**DESCRIPTION OF THE TASK:** Quote the lines below word for word, leaving out the pictures.
* start DATA SECTION *
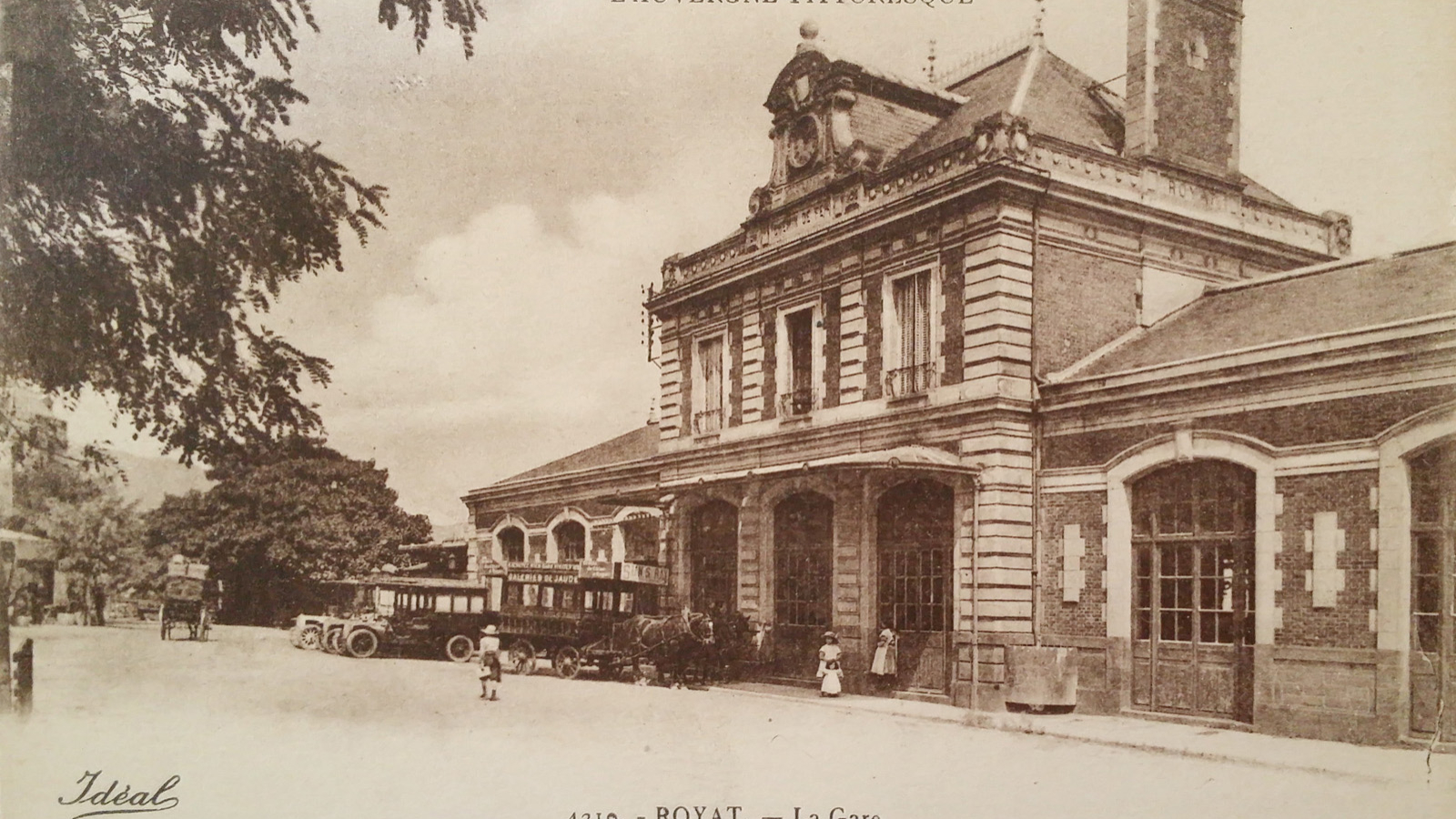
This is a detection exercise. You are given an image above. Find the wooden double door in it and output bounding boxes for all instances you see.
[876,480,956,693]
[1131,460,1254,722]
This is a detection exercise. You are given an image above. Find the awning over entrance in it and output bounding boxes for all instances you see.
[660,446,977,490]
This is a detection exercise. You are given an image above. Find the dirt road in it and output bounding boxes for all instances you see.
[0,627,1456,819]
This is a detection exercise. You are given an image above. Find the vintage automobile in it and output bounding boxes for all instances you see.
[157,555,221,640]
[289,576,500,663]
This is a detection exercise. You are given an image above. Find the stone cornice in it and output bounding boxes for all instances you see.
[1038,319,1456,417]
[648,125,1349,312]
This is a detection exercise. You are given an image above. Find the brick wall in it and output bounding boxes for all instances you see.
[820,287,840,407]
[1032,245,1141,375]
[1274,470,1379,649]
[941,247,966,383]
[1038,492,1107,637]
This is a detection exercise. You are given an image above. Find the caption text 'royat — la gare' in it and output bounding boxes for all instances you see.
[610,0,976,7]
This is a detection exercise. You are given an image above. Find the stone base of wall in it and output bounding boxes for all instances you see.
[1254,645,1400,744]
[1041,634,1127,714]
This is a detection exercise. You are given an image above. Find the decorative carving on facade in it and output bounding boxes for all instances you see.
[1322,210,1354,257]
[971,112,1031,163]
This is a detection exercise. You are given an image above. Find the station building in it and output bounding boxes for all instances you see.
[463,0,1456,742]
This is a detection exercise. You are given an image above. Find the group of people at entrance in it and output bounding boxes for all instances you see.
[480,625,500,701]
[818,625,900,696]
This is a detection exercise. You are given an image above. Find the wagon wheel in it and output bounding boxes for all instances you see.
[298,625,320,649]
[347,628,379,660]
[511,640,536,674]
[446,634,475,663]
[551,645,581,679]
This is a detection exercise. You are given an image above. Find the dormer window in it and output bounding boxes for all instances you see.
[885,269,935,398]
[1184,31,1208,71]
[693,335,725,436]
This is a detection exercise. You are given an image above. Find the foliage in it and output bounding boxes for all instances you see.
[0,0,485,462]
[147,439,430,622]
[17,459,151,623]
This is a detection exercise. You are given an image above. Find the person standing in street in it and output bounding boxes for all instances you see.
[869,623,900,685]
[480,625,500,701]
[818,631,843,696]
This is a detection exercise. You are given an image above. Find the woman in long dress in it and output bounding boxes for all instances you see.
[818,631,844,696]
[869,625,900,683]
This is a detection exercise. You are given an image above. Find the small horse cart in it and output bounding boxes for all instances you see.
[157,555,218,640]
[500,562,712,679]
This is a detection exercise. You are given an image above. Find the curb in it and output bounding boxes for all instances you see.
* end DATA SECTION *
**FINISHED EXERCISE:**
This is a detection exercise. You are given an image above. Find the wooden double door in it and output bounding boxes for all instances you see.
[876,480,956,693]
[1131,460,1254,722]
This is a detection exercise. You are given an image above. Find the awning over entrance in it and output bounding boxes for all instances you see.
[660,446,977,490]
This is a detection exercise. You are given an image above. Find the dirt road in it and output bounding boxes for all instances you see.
[0,627,1456,819]
This is a detection exercise. You are given an image above. Find the vintage automobile in it and output bounding boxes for all instances you see.
[157,555,221,640]
[289,576,500,663]
This is a detection exercise. You are given an image above. Find the stone cornice in it and output bounding boxes for all instances you see.
[1038,319,1456,417]
[648,125,1349,312]
This is a detection exercise. You are given an image above. Find the brick wall in it and output bounding boxes for all instances you see.
[820,287,840,407]
[1032,245,1141,375]
[1274,470,1379,649]
[941,247,966,383]
[1038,492,1107,637]
This is a detection exercise. You are given an image above. Find the caption text 'royat — la gare' in it and output bounding boxes for all instances you see.
[610,0,976,7]
This is a detection exercise. You are given an image above. Find the stone base of wall in it and output bounding boxes for all instances you see.
[1254,645,1400,744]
[1041,634,1127,714]
This is a detection exercise. You are given an image above. Find the decorative carving on facade in it and output bounding boxes for all instances you see.
[1322,210,1354,257]
[971,112,1031,163]
This is a detection exercise. You are given an image above. Find the station building in it and output bounding boxes for all instances you see.
[463,0,1456,742]
This is a detection exercise. You are given an image above. Find the group of people at entrance in it and output bounding boxes for all instances you see.
[480,625,500,701]
[818,625,900,696]
This is a detection exercise. You are given an image above. Find the wagon wheel in it and output bounding boxes for all instances you see.
[298,625,320,649]
[347,628,379,660]
[511,640,536,674]
[446,634,475,663]
[551,645,581,679]
This is a detection exercise. You are given an image above. Find the dormer window in it and output bounding boxes for all instances you see.
[885,269,935,398]
[1184,31,1208,71]
[693,335,725,436]
This is a detection exercise. You are given an image above. Find the foliage in it and output bounding boxes for all instances you see.
[0,0,485,462]
[147,439,430,622]
[17,459,151,623]
This is a detection exercise. You are given an image above. Find the person standing in street in it and output bounding boxes for all instances you see.
[869,623,900,685]
[480,625,500,701]
[818,631,843,696]
This is a detection exercise. You are given an image above. Find the woman in long dress in it and output bounding boxes for all instances you see.
[818,631,844,696]
[869,625,900,683]
This is a detection exercise. You are given an image above. Find the small horse cart in it and output bounding boxes for all instances you see.
[157,555,218,640]
[500,562,712,679]
This is a detection exercise. You are given an image above. Find the curb in it and output bounding boxes for all instances you see.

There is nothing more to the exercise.